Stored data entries
================

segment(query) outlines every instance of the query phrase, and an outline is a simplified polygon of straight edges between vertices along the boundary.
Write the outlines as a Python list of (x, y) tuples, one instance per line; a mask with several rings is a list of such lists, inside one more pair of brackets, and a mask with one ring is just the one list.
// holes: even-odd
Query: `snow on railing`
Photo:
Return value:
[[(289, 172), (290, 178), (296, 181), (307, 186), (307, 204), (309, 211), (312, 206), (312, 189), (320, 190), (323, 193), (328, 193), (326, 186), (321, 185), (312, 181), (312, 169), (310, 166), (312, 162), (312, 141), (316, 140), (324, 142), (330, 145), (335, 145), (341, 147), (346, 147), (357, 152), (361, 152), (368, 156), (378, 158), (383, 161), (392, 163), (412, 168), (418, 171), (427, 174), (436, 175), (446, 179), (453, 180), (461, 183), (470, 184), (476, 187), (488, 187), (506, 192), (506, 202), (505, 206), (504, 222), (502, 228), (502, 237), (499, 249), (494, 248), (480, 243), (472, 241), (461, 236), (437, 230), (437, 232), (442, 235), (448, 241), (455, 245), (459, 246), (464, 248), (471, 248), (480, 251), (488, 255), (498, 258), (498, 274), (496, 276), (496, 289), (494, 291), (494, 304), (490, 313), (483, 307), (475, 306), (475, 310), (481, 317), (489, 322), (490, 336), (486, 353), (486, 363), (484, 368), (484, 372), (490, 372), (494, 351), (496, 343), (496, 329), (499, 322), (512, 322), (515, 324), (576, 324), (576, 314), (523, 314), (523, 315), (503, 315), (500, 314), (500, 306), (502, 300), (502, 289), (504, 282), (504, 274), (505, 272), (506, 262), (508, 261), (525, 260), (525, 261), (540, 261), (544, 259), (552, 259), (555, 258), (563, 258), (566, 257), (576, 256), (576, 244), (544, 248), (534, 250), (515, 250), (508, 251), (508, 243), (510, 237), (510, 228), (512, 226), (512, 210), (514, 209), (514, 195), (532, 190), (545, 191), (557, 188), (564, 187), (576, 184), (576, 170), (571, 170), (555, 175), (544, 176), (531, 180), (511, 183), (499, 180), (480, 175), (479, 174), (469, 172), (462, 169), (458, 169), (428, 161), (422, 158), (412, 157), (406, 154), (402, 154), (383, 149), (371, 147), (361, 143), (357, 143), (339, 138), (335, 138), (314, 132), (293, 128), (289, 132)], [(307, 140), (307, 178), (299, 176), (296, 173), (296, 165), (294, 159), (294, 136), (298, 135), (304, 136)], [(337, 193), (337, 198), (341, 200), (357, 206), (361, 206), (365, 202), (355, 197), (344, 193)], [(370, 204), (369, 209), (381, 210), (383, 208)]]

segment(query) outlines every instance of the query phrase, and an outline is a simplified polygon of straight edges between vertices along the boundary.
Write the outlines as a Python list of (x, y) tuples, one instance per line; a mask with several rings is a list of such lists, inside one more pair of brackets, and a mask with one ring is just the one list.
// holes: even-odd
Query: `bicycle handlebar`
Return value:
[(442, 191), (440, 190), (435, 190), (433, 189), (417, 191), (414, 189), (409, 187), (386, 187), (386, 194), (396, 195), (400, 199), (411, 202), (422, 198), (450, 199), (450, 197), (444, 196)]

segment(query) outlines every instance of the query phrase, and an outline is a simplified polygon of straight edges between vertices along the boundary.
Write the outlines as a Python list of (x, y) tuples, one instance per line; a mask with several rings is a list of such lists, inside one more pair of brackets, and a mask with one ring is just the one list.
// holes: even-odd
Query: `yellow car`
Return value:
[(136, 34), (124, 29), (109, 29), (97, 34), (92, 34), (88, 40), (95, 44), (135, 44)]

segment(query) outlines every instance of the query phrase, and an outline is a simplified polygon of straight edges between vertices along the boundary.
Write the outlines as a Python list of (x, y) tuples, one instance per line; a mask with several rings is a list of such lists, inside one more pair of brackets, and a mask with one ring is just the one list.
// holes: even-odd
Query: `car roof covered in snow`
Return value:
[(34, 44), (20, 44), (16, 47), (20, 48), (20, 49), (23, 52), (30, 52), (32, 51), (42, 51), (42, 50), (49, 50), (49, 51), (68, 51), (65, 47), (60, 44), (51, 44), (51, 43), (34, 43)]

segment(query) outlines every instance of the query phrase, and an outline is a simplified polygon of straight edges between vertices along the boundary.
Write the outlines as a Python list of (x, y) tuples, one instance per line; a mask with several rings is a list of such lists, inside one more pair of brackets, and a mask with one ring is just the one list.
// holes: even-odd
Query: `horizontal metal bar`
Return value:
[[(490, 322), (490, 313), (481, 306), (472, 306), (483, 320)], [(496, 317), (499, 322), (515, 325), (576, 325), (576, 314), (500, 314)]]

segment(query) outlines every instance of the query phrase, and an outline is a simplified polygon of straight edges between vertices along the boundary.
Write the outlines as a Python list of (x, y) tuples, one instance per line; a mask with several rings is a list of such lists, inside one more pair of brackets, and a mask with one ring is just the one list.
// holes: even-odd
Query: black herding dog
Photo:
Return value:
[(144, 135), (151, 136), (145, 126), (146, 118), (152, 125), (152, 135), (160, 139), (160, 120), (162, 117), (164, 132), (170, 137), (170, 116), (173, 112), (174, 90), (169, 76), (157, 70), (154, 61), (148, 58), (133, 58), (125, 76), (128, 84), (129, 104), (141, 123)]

================

TASK DESCRIPTION: Return every record above exactly as it appears.

WRITTEN RESPONSE:
segment(query) outlines every instance of the query phrase, and an outline is a simplified polygon of straight edges between vertices along the boundary.
Write the outlines as a Python list of (x, y) tuples, one instance per line; a mask with several rings is a list of such lists, inside one more pair of brackets, and a mask with one ring is just the one list.
// holes: even-odd
Query: `snow on railing`
Photo:
Return value:
[[(289, 172), (290, 178), (296, 181), (307, 186), (307, 204), (309, 211), (312, 206), (312, 189), (320, 190), (323, 193), (328, 193), (326, 186), (321, 185), (312, 181), (312, 169), (310, 166), (312, 162), (312, 141), (316, 140), (324, 142), (330, 145), (335, 145), (341, 147), (346, 147), (357, 152), (361, 152), (368, 156), (378, 158), (383, 161), (392, 163), (412, 168), (418, 171), (427, 174), (436, 175), (446, 179), (453, 180), (461, 183), (470, 184), (476, 187), (488, 187), (506, 192), (506, 202), (505, 206), (504, 222), (502, 228), (502, 237), (499, 249), (494, 248), (480, 243), (472, 241), (461, 236), (437, 230), (437, 232), (442, 235), (448, 241), (455, 245), (459, 246), (464, 248), (471, 248), (480, 251), (488, 255), (498, 258), (498, 274), (496, 276), (496, 289), (494, 291), (494, 304), (490, 313), (483, 307), (475, 306), (475, 310), (481, 317), (489, 322), (490, 336), (486, 353), (486, 363), (484, 368), (484, 372), (490, 372), (494, 351), (496, 343), (496, 329), (499, 322), (512, 322), (515, 324), (576, 324), (576, 314), (523, 314), (523, 315), (503, 315), (500, 314), (500, 306), (502, 300), (502, 289), (504, 282), (504, 274), (505, 272), (506, 262), (508, 261), (525, 260), (525, 261), (540, 261), (544, 259), (552, 259), (555, 258), (563, 258), (566, 257), (576, 256), (576, 244), (544, 248), (534, 250), (515, 250), (508, 251), (508, 243), (510, 237), (510, 228), (512, 226), (512, 210), (514, 209), (514, 195), (532, 190), (545, 191), (557, 188), (564, 187), (576, 184), (576, 170), (571, 170), (555, 175), (544, 176), (531, 180), (511, 183), (499, 180), (480, 175), (479, 174), (469, 172), (462, 169), (458, 169), (428, 161), (422, 158), (412, 157), (406, 154), (402, 154), (383, 149), (371, 147), (361, 143), (357, 143), (339, 138), (335, 138), (314, 132), (293, 128), (289, 132)], [(307, 140), (307, 178), (299, 176), (296, 173), (296, 165), (294, 159), (294, 136), (298, 135), (304, 136)], [(337, 193), (337, 198), (341, 200), (357, 206), (361, 206), (365, 202), (355, 197), (344, 193)], [(370, 204), (369, 209), (381, 210), (383, 208)]]

segment(query) outlines every instance of the query phrase, and an outline is a simplified polygon of straight edges between vertices along the boundary.
Write the outlines as a Python list of (x, y) tuples, one instance per line; a mask with several rings is a list of such lists, inside one more pair of brackets, and a mask with one ring is just the one list.
// holes: even-odd
Query: `bicycle handlebar`
Return value:
[(442, 191), (440, 190), (435, 190), (433, 189), (417, 191), (414, 189), (409, 187), (386, 187), (386, 194), (396, 195), (400, 199), (411, 202), (422, 198), (450, 199), (450, 197), (444, 196)]

segment(query) outlines every instance of the query phrase, and an outline is a simplified polygon of straight edges between vertices along the boundary.
Write the outlines as a Python list of (x, y) tuples, one instance per line; a mask with several rings is a list of such lists, inside one more pair of brackets, and a mask with one ring is just the one list.
// holes: even-odd
Query: `yellow car`
Return value:
[(136, 34), (124, 29), (109, 29), (97, 34), (92, 34), (88, 40), (95, 44), (135, 44)]

segment(query) outlines every instance of the query phrase, and an outline is a simplified polygon of straight edges between vertices along the boundary.
Write the outlines as a Python list of (x, y) tuples, one instance per line; a mask with several rings is a list of such lists, inside one more pair of brackets, and a mask with one ring is just the one list.
// holes: even-odd
Query: `car roof covered in snow`
Return value:
[(34, 44), (20, 44), (16, 47), (20, 48), (20, 49), (23, 52), (30, 52), (32, 51), (42, 51), (42, 50), (49, 50), (49, 51), (68, 51), (65, 47), (60, 44), (51, 44), (51, 43), (34, 43)]

segment(query) outlines every instance of the query phrase, and an outline is a simplified polygon of straight edges between vertices along the boundary.
Write the outlines as a Python list of (x, y) tuples, one instance per line; a mask with several rings is a list of such lists, inside one more pair of brackets, and a mask with one ring is just the one list.
// holes: even-odd
Query: `horizontal metal bar`
Return value:
[[(490, 322), (490, 313), (481, 306), (472, 306), (483, 320)], [(496, 317), (499, 322), (515, 325), (576, 325), (576, 314), (500, 314)]]

segment(query) outlines every instance of the query phrase, and an outline is a simplified polygon of straight edges between vertices along the boundary.
Write the outlines as a Python list of (x, y) tuples, one instance per line; a mask with several rings is a list of such lists, inside one more pair of brackets, and a mask with one ring is just the one list.
// holes: even-odd
Query: black herding dog
Photo:
Return value:
[(144, 135), (151, 136), (145, 126), (146, 118), (152, 125), (152, 135), (160, 139), (160, 120), (162, 117), (164, 132), (170, 137), (170, 116), (173, 112), (174, 90), (169, 76), (157, 70), (154, 61), (148, 58), (133, 58), (125, 76), (128, 84), (129, 104), (141, 123)]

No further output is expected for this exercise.